● GIVEN PROBLEM: Present every line of the records below as a numbered list, omitting any blank lines.

● DATASET EXCERPTS:
○ ○ ○ ○ ○ ○ ○

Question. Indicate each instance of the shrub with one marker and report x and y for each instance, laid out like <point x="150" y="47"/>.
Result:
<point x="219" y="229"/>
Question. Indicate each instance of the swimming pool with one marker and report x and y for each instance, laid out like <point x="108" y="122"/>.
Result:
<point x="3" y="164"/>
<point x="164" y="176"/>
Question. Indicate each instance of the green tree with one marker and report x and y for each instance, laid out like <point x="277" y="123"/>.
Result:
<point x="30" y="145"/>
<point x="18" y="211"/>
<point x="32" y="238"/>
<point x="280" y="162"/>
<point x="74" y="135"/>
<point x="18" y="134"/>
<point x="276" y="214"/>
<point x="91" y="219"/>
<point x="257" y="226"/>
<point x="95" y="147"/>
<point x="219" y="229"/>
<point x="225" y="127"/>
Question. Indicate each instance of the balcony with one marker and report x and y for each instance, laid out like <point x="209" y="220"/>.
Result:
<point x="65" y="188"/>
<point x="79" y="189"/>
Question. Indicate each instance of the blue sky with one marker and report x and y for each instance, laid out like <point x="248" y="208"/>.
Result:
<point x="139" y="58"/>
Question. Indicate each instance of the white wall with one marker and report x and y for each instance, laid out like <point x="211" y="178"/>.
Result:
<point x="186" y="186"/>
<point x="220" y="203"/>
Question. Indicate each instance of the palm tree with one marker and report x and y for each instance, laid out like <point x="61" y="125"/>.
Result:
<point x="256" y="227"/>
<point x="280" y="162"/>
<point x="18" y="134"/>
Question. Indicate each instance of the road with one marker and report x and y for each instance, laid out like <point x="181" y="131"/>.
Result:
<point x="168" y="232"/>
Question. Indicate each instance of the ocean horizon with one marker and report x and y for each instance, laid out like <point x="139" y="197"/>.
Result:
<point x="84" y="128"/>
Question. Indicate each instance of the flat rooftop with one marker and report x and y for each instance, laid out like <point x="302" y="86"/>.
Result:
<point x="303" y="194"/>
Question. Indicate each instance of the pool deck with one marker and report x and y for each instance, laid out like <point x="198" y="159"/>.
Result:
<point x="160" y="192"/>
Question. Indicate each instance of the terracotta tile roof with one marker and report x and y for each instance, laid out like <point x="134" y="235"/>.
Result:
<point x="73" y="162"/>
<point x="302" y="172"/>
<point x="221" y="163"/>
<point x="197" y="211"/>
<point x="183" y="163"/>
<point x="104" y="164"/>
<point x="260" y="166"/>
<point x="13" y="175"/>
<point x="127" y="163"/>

○ ○ ○ ○ ○ ○ ○

● EXPECTED ANSWER:
1. Question. Indicate each instance of the shrub with one marker and report x and y for each instance, laid out like <point x="150" y="47"/>.
2. Result:
3. <point x="219" y="229"/>
4. Question. Indicate each instance of the swimming pool with one marker and report x and y for each instance, laid out like <point x="108" y="122"/>.
5. Result:
6. <point x="3" y="164"/>
7. <point x="164" y="176"/>
8. Question. Indicate each instance of the green tree with one marker and report x and y for each instance, laid out like <point x="277" y="123"/>.
9. Result:
10. <point x="30" y="145"/>
11. <point x="18" y="211"/>
12. <point x="32" y="238"/>
13. <point x="280" y="162"/>
14. <point x="74" y="135"/>
15. <point x="18" y="134"/>
16. <point x="276" y="214"/>
17. <point x="91" y="219"/>
18. <point x="257" y="226"/>
19. <point x="95" y="147"/>
20. <point x="219" y="229"/>
21. <point x="225" y="127"/>
22. Question. Indicate each instance of the balcony with one marker and report x and y for each instance, laid out like <point x="209" y="220"/>.
23. Result:
24. <point x="65" y="188"/>
25. <point x="79" y="189"/>
26. Question. Indicate each instance of the blue sky with one marker and report x and y for each instance, laid out like <point x="248" y="208"/>.
27. Result:
28. <point x="139" y="58"/>
29. Question. Indicate each instance of the white wall with one marker and report x and y for each instance, laid out like <point x="211" y="178"/>.
30. Result:
31. <point x="186" y="186"/>
32. <point x="220" y="203"/>
33. Question. Indicate each instance of the palm tree with one marker and report x and y for each instance, laid out like <point x="61" y="125"/>.
34. Result:
35. <point x="256" y="227"/>
36. <point x="280" y="162"/>
37. <point x="18" y="134"/>
38. Question. Indicate each instance of the road with one marker and report x and y for each instance, laid out like <point x="181" y="131"/>.
39. Result:
40. <point x="168" y="232"/>
41. Question. Indicate each instance of the ocean horizon with one marker and report x and y for each instance, laid out like <point x="139" y="197"/>.
42. Result:
43. <point x="84" y="128"/>
44. Question. Indicate each instance of the flat rooftop with one marker and report x and y for each instance, laid out like <point x="302" y="86"/>.
45. Result:
46. <point x="303" y="194"/>
47. Question. Indicate each instance of the pool deck with one marker and report x and y for each instance, laid out like <point x="198" y="159"/>.
48. Result:
49. <point x="160" y="192"/>
50. Question. Indicate each instance of the terracotta tile roof with one marker and report x and y for each instance, laid out like <point x="134" y="235"/>.
51. Result:
52. <point x="73" y="162"/>
53. <point x="302" y="172"/>
54. <point x="221" y="163"/>
55. <point x="197" y="211"/>
56. <point x="183" y="163"/>
57. <point x="104" y="164"/>
58. <point x="260" y="166"/>
59. <point x="13" y="175"/>
60. <point x="127" y="163"/>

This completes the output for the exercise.